[Goal of the exercise]
Answer these questions about the Escape From Tomorrow review below:
1. Who directed the film?
2. Where was the film shot?
3. Which two subversive filmmakers does the reviewer name?
___ Extract ___
Escape From Tomorrow
Director: Randy Moore
Stars: Roy Abramsohn, Elena Schuber, Katelynn Rodriguez
In a world of fake castles and anthropomorphic rodents, an epic battle begins when an unemployed father’s sanity is challenged by a chance encounter with two underage girls on holiday.
At the end of 2013 I saw this independent film with a very limited release, Escape From Tomorrow, showing up on many critics’ year-end lists. Not many gave details about the movie aside from saying “it’s good,” and remaking that it had been shot guerrilla style at Disneyland and Disney World without Disney’s permission. As I never recall hearing a news item about Disney suing or blocking the release of a movie shot on their property. I figured it couldn’t be too objectionable. All I knew going into this film was that Escape From Tomorrow was a unique and visually outstanding film taking place at Disneyland. What I watched, however, was one of the most entertaining films following in the footsteps of subversive filmmakers like Kubrick or Jodorowsky.
___ Information provided ___
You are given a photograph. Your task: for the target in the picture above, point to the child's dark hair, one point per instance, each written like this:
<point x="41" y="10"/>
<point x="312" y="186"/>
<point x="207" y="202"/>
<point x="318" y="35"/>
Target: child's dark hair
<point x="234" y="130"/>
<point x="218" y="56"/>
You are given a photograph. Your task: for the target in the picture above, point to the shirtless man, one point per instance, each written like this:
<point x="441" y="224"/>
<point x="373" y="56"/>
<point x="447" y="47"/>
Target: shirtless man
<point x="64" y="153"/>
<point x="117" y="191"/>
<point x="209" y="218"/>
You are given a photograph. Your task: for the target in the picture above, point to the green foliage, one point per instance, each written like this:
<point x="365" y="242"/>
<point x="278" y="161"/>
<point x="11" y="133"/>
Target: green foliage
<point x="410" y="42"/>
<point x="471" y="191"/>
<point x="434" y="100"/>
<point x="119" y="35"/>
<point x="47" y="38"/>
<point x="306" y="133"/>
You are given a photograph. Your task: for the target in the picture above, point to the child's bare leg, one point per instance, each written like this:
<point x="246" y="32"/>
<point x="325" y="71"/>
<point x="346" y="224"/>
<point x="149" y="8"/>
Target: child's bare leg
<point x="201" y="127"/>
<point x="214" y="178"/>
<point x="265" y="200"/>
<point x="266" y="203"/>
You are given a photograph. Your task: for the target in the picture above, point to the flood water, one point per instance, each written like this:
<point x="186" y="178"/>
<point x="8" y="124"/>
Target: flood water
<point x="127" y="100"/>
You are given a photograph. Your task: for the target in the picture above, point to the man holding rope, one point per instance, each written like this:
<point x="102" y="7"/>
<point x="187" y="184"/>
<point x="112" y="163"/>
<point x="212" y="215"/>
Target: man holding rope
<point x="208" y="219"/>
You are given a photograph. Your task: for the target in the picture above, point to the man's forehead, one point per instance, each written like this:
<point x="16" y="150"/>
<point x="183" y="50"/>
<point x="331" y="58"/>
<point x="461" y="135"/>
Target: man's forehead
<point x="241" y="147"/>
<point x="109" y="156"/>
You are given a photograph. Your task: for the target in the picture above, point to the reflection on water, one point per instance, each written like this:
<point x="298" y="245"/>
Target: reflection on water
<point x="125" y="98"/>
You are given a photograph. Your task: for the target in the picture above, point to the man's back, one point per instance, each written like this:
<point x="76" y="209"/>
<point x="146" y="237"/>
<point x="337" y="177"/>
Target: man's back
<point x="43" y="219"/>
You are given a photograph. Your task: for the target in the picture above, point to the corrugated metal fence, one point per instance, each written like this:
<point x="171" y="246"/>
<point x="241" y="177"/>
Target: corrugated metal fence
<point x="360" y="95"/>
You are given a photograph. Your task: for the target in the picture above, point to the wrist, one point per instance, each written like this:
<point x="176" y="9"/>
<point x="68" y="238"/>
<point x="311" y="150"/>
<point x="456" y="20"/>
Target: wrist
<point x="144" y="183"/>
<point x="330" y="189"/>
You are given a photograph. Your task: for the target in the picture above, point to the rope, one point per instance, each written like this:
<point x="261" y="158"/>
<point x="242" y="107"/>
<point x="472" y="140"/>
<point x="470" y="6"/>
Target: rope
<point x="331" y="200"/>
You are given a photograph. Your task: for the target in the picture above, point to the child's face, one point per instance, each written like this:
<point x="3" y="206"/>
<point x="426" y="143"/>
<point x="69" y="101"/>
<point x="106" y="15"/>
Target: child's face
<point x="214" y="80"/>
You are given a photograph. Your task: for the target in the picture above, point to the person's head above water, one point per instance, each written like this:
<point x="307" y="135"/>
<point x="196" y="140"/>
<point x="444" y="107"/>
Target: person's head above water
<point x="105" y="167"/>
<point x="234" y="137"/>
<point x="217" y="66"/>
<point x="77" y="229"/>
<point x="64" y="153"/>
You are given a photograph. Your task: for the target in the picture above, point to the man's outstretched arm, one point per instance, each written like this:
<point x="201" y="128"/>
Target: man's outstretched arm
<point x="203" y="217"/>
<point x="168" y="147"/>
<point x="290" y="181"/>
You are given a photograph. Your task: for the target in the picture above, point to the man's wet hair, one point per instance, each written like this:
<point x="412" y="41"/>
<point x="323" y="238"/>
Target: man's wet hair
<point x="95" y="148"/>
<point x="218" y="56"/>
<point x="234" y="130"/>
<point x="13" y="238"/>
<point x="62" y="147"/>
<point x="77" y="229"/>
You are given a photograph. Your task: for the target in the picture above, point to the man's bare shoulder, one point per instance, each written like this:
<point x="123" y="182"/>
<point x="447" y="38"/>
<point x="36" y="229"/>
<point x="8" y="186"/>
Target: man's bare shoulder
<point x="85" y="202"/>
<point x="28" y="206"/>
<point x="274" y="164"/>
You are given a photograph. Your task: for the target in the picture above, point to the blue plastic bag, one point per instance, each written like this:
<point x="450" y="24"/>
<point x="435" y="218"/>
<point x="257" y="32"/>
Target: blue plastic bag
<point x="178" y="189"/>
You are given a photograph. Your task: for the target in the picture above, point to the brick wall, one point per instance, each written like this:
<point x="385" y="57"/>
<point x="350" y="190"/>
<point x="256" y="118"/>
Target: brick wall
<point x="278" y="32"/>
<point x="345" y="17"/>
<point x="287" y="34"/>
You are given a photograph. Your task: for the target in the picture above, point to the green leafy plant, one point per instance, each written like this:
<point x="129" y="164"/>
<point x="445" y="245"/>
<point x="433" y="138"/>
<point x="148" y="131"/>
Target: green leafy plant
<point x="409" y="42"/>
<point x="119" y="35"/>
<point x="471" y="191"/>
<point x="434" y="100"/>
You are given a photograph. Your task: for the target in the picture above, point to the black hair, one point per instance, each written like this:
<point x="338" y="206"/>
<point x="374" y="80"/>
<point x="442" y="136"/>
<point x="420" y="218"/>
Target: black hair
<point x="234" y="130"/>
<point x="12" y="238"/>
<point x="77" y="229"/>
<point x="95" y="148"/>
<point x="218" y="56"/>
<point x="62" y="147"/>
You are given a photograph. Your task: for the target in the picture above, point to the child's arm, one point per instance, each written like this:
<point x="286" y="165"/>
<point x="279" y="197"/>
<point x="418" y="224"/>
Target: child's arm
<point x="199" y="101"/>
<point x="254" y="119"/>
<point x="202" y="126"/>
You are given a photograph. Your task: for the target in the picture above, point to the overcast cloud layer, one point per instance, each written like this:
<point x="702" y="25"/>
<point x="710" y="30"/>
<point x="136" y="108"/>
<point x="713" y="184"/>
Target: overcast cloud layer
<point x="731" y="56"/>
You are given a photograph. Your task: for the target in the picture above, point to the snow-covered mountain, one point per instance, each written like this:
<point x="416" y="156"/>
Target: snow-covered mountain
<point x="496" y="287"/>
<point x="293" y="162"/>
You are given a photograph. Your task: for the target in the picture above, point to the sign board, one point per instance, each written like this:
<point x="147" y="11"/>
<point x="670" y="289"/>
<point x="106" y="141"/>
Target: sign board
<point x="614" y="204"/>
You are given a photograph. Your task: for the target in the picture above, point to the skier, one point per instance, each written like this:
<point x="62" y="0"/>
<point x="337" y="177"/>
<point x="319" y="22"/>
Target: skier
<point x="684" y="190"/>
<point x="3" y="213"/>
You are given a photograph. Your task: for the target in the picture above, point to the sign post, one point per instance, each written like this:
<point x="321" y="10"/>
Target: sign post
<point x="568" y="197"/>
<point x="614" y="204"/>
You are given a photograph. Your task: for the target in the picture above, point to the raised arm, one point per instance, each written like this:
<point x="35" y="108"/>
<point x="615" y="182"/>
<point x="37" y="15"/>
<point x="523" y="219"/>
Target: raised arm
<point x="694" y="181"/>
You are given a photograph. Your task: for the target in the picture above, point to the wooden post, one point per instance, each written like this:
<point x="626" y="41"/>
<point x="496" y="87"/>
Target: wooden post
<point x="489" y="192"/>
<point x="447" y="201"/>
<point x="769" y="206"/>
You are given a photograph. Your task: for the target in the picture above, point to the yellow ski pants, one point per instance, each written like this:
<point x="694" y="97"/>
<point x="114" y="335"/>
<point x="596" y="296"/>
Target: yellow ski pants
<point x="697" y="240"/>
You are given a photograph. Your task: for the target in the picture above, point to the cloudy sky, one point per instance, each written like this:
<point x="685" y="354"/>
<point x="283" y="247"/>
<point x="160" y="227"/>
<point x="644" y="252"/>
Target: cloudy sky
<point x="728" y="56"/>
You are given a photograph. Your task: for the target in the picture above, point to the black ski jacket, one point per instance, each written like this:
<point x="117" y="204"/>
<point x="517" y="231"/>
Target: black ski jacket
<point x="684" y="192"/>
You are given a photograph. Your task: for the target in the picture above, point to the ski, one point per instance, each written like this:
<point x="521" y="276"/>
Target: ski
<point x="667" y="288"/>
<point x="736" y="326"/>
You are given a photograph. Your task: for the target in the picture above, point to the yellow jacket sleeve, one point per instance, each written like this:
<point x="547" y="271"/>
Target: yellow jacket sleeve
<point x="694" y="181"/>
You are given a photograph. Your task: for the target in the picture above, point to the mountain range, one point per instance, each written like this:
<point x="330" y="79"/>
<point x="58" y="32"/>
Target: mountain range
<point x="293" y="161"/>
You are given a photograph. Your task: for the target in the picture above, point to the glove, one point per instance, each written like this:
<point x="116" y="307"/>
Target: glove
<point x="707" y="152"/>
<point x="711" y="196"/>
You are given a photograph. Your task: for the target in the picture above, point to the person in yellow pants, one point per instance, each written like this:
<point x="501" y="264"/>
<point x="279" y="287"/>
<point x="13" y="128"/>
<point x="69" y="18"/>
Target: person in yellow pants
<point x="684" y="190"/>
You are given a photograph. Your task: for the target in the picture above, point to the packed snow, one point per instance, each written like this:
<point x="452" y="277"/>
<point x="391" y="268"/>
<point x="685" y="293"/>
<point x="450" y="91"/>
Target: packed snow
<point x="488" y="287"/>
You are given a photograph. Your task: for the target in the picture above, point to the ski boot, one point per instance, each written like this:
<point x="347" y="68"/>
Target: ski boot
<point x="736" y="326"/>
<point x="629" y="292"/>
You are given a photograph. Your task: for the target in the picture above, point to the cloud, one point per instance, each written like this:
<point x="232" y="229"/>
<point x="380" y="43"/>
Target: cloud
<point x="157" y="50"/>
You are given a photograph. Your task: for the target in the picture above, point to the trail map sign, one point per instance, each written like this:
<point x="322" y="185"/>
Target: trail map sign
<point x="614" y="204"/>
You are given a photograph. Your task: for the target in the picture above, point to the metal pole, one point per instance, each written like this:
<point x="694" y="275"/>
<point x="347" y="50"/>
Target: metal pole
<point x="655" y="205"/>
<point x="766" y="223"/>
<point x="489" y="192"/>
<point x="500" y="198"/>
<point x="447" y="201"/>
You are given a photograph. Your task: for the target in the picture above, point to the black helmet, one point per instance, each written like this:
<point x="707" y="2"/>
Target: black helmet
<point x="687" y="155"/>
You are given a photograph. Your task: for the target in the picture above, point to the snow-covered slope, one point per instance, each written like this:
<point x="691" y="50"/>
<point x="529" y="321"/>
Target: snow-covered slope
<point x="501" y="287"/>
___
[Answer to this problem]
1. Randy Moore
2. At Disneyland and Disney World, without Disney's permission
3. Kubrick and Jodorowsky